● What to work on
Repeat, word for word, all the data that follows, and exclude the pictures.

● Material provided
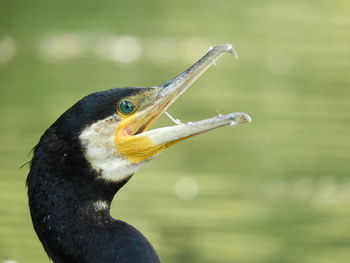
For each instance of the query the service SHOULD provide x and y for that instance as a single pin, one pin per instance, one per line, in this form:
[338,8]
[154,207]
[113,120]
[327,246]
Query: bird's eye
[126,107]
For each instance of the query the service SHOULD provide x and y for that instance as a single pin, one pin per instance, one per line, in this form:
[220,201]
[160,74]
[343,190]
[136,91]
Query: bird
[91,151]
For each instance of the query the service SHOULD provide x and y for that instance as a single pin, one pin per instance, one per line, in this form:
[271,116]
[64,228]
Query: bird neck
[68,202]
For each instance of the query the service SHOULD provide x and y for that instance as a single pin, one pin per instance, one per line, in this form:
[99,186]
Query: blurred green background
[276,190]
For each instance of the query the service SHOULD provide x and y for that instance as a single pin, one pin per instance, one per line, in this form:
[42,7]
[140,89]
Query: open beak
[140,144]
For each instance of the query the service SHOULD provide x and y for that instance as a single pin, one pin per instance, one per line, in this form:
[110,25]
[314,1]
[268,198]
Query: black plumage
[91,151]
[63,191]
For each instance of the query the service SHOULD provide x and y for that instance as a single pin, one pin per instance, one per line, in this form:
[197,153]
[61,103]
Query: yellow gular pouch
[136,148]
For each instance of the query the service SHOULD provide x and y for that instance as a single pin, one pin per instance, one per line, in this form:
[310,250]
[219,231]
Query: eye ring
[127,107]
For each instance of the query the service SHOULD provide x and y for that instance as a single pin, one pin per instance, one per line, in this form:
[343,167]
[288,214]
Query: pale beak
[149,143]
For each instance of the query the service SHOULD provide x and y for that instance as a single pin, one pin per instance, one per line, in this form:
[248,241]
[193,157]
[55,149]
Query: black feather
[63,188]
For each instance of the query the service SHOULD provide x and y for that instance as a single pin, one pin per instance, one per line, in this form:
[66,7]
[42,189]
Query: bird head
[113,126]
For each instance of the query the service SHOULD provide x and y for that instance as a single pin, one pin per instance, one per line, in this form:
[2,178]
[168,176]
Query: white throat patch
[98,142]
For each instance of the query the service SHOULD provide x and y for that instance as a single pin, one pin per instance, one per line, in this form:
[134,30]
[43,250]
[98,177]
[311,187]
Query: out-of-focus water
[276,190]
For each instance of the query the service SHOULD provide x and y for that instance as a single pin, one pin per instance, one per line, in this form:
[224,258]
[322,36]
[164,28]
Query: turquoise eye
[126,107]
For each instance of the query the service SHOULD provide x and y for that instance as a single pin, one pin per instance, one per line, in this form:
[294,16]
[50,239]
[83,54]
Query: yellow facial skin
[139,148]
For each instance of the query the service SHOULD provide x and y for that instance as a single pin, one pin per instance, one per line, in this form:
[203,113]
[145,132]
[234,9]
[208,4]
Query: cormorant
[90,152]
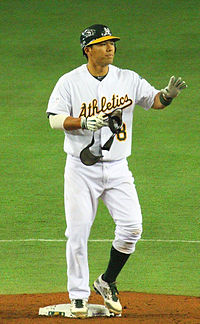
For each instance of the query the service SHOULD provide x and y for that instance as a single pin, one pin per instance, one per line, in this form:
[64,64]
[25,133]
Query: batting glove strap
[173,88]
[93,123]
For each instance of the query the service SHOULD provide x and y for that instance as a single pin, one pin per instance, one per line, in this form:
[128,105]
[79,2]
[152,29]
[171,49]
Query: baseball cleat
[109,293]
[79,308]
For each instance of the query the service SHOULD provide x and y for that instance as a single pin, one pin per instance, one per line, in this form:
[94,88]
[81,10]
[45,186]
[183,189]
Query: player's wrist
[165,101]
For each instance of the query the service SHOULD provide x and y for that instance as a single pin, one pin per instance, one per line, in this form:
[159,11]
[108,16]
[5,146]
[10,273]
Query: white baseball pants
[84,186]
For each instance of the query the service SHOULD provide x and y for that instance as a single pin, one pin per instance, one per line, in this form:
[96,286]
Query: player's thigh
[123,204]
[80,199]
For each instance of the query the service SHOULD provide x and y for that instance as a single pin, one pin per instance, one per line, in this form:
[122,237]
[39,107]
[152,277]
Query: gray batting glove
[94,123]
[174,87]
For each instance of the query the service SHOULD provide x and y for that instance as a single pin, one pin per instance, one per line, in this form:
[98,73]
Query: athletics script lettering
[116,102]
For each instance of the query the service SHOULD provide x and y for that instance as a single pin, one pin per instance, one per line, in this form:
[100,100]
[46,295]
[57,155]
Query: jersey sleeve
[145,93]
[60,100]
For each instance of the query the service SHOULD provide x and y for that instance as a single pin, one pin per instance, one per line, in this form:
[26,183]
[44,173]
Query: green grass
[40,42]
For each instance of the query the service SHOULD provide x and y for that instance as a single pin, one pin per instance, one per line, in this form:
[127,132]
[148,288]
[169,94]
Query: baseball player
[81,105]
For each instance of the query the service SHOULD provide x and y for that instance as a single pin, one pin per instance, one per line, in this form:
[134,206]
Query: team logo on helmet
[106,32]
[88,32]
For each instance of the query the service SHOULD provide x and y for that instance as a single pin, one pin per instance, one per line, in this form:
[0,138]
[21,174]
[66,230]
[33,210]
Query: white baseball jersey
[78,93]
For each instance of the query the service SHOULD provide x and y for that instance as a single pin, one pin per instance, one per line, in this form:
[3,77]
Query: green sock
[115,265]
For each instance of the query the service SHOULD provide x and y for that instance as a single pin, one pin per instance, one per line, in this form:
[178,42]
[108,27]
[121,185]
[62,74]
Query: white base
[64,311]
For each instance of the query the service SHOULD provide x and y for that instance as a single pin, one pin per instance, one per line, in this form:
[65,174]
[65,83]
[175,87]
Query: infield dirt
[137,308]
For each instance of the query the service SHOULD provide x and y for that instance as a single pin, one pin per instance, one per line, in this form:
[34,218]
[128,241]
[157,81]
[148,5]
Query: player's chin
[109,59]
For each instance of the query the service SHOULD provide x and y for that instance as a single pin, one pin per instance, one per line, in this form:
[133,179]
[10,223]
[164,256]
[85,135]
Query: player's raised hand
[94,123]
[174,87]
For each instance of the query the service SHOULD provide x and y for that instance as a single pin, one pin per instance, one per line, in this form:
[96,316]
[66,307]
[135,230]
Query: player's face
[102,53]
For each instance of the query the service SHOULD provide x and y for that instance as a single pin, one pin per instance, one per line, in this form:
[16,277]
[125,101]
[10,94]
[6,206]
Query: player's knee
[126,239]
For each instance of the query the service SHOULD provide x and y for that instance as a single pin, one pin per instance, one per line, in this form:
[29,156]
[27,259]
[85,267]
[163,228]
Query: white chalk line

● Problem solution
For each instance of the query the service SHOULD provide x and y for that instance as a single pin, one pin per instance, one per line, in this form:
[338,8]
[154,207]
[113,120]
[327,246]
Query: bird's eye
[126,107]
For each instance of the query the service SHOULD provide x and y for that instance as a single pin, one pin per instance, one per line, in this form:
[220,201]
[160,74]
[343,190]
[136,91]
Query: bird
[91,151]
For each instance of the query the service SHOULD provide x and y for that instance as a single pin, one pin per instance, one per line, in this form:
[271,116]
[64,228]
Query: bird neck
[68,202]
For each instance of the query the service SHOULD provide x and y for that instance as a single pin, one pin per instance, one per line, in this form:
[99,186]
Query: blurred green background
[276,190]
For each instance of the query the service SHOULD provide x and y for that instance as a single pin, one pin per instance, one per line, in this form:
[42,7]
[140,89]
Query: open beak
[140,144]
For each instance of the query the service SHOULD provide x and y for that instance as a single pin, one pin per instance, one per line, in this form:
[110,25]
[314,1]
[268,198]
Query: black plumage
[91,151]
[63,191]
For each instance of the query the service SHOULD provide x and y for that instance as a single pin, one pin per instance, one per line, in this form:
[197,153]
[61,103]
Query: yellow gular pouch
[136,148]
For each instance of the query the service SHOULD provide x and y for that instance as a single pin, one pin per instance, one per line, in this form:
[310,250]
[219,231]
Query: eye ring
[127,107]
For each instance of the query the service SHOULD provide x and y for that instance as a single pin, one pin per instance, one per line, in this form:
[343,167]
[288,214]
Query: pale beak
[149,143]
For each instance of the query the service SHOULD provide x and y for that instance as a single pin, one pin per instance, one per line, in this form:
[248,241]
[193,157]
[55,149]
Query: black feather
[63,188]
For each instance of the query the service SHOULD provide x and y for that instance as a single pin, one pin per instance, one per line, in this form:
[66,7]
[42,189]
Query: bird head
[113,126]
For each instance of the query the service SHOULD provide x and y for that instance as a single pin, one pin per instance, one per line, in this form:
[2,178]
[168,176]
Query: white throat patch
[98,142]
For each instance of the query the service SHOULD provide x and y for that instance as a single pin, one pin per instance, one per line, in this form:
[134,30]
[43,250]
[98,177]
[311,187]
Query: out-of-focus water
[276,190]
For each instance of the query the service SHOULD provide x and y for that instance as a single pin, one pin per instance, one per line, in this form:
[224,258]
[322,36]
[164,28]
Query: turquoise eye
[126,107]
For each instance of the query the service SHOULD provide x and y for that instance as a single pin, one pin per instance, one per line, in this form:
[294,16]
[50,239]
[83,54]
Query: yellow facial skin
[139,148]
For each instance of the query the service SHOULD provide x and y for that instance as a single pin, one pin per instance, one per line, in this form:
[203,113]
[145,132]
[234,9]
[208,4]
Query: cormorant
[90,152]
For each instance of the query the service SHOULD provide x and y for that instance as a single pin, one pin per instance, one per line, in this form:
[64,64]
[25,133]
Query: batting glove strap
[173,88]
[93,123]
For each instance of the query the service SHOULD provide x and y for that instance as a single pin, one pin per instance, one per line, in this form:
[128,105]
[79,2]
[152,29]
[171,49]
Query: baseball cleat
[109,293]
[79,308]
For each instance of the query the service SHOULD provide x and y for that instance as a single pin, one pin per instance, one per line, in this form:
[94,88]
[81,10]
[45,186]
[183,189]
Query: player's wrist
[165,101]
For each instance of the query the service SHOULD provide x and y for that instance as a single pin, one pin per instance, one per line, in this form:
[159,11]
[108,16]
[5,146]
[10,273]
Query: white baseball pants
[84,186]
For each instance of the query the service SHOULD provide x and y for that instance as a single pin, one pin per instance, one per line, in this form:
[96,286]
Query: player's thigh
[123,204]
[80,199]
For each instance of the query the service SHOULD provide x and y for that instance as a single pin, one pin per instance, one per line, in this form:
[122,237]
[39,107]
[152,277]
Query: gray batting glove
[94,123]
[174,87]
For each instance of the query the service SHOULD provide x and y for that instance as a single pin, one pin per instance, one per line, in this form:
[98,73]
Query: athletics script lettering
[116,102]
For each instance of the query the service SHOULD provide x and y for that instance as a single pin, one pin per instance, one per line, in this form:
[100,100]
[46,295]
[57,155]
Query: jersey sleeve
[145,93]
[60,100]
For each instance of the query the service SHOULD provide x and y for that instance as a single pin, one pin per instance, one per line, in this form:
[26,183]
[44,173]
Query: green grass
[40,42]
For each instance of the query the service SHOULD provide x and y for that instance as a single pin, one pin per instance, one per line, in this form:
[127,132]
[148,288]
[169,94]
Query: baseball player
[81,105]
For each instance of the query the service SHOULD provide x and y for that instance as a single pin, one pin per instance, one per line, in this form:
[134,206]
Query: team logo on helmet
[106,32]
[88,32]
For each instance of the query the service SHOULD provide x and y for that instance as a single pin, one pin per instance, one per line, in this form:
[0,138]
[21,174]
[66,230]
[33,210]
Query: white baseball jersey
[78,93]
For each instance of the query the service SHOULD provide x and y for that instance as a single pin, one pin per instance, one per line, in this form:
[3,77]
Query: green sock
[115,265]
For each instance of the query the service SHOULD provide x and y for that instance as a single pin, one pin per instance, one per line, in this form:
[178,42]
[108,27]
[121,185]
[62,74]
Query: white base
[64,311]
For each instance of the query the service SHOULD provide x and y for that instance as a single pin, one pin per instance, one per line, in this form:
[65,174]
[65,83]
[175,87]
Query: infield dirt
[137,308]
For each instance of the query the service SHOULD provide x and y for that instance as a single pin, one pin per instance, one per line, in this form:
[34,218]
[128,241]
[157,81]
[148,5]
Query: player's chin
[109,59]
For each instance of the query the service SHOULD provide x and y for that instance as a single pin, one pin per instance, one per line, in this form:
[133,179]
[10,223]
[164,256]
[85,135]
Query: player's raised hand
[94,123]
[174,87]
For each instance of the query the service SHOULD provide x and y for that instance as a single pin, one pin per instance, one per line, in this form:
[96,316]
[66,307]
[135,230]
Query: player's face
[102,53]
For each instance of the query the service SHOULD provide x and y for that instance as a single pin, one pin per instance, one per line, in this form:
[16,277]
[125,101]
[10,94]
[6,206]
Query: player's knee
[126,239]
For each instance of the query the service SHOULD provide x and y for that instance as a single pin, one pin per instance, one per line, in this form:
[29,156]
[27,259]
[85,267]
[163,228]
Query: white chalk line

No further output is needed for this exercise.